— WRITTEN EXERCISE —
Could every line of the data be printed exactly as it reads?

◆ ◆ ◆

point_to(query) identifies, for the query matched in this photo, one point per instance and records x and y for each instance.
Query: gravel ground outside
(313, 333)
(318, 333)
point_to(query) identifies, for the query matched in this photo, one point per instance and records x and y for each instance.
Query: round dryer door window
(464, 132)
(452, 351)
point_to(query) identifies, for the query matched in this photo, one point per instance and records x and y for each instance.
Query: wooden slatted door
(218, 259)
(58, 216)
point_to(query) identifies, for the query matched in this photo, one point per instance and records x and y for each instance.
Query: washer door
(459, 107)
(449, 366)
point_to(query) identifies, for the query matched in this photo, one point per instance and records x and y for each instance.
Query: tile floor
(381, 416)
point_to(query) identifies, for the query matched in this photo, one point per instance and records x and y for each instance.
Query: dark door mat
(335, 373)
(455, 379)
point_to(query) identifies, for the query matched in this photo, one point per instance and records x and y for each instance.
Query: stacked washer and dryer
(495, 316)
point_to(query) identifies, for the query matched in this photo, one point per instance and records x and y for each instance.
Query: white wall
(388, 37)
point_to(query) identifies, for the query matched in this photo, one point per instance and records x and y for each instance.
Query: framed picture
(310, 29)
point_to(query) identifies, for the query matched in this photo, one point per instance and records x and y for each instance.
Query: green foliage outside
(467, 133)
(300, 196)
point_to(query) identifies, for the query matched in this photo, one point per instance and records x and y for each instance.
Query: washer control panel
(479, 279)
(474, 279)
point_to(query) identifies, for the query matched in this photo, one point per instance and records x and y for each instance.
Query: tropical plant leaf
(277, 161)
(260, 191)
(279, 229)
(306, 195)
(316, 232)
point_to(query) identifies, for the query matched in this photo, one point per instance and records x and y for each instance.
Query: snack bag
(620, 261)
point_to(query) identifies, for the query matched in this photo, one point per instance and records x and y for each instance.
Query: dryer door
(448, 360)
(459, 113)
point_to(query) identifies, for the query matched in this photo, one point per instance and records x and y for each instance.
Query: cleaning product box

◆ ◆ ◆

— EXERCISE RESULT —
point_to(query) identifies, for the query matched in this photo, one point per instance and records x and y for each instance.
Query: gravel ground outside
(313, 333)
(318, 333)
point_to(query) identifies, for the query matched in this photo, one point per instance and records x and y for each instance.
Query: round dryer door window
(464, 132)
(452, 351)
point_to(query) identifies, for the query matched in this photo, one point per instance and records x and y for each instance.
Query: wooden slatted door
(218, 259)
(58, 216)
point_to(query) identifies, for the query matched in this photo, one point per instance and records x and y for each instance.
Query: washer door
(459, 107)
(449, 366)
point_to(query) identifies, for the query matched in this photo, one point per instance and records x and y for each instance.
Query: tile floor
(381, 416)
point_to(query) identifies, for the query matched in this photo, one point per instance and records x and y for each instance.
Query: dark door mat
(335, 373)
(455, 379)
point_to(query) identifies, for the query matched in this photo, one point per instance and records x and y for each instance.
Query: stacked washer and dryer
(495, 316)
point_to(query) identifies, for the query matched in this photo, one point per instance and records x and y for each instance.
Query: white wall
(388, 37)
point_to(query) identifies, for the query matched in this photo, one point per instance and records x and y for each instance.
Query: framed picture
(310, 29)
point_to(query) identifies, for the query matched in this photo, one point per instance and records x and y for each instance.
Query: green foliage outside
(467, 133)
(300, 196)
point_to(query) identifies, for the query matched in this photo, one point per instance and records x and y for each instance.
Query: washer control panel
(479, 279)
(474, 279)
point_to(query) identifies, for the query matched in this photo, one point per instance and records x and y for each instance.
Query: tropical plant leaf
(277, 161)
(260, 191)
(279, 229)
(306, 195)
(316, 232)
point_to(query) identifies, for the query matched in this photo, one point per instance and records x and y for each instance.
Query: snack bag
(620, 261)
point_to(query) identifies, for the query matched in this photo, one point per instance and records x and y for each instance.
Query: dryer door
(448, 360)
(459, 113)
point_to(query) identifies, for the query matched in this photo, one point per instance and records x and y for each instance.
Query: cleaning product box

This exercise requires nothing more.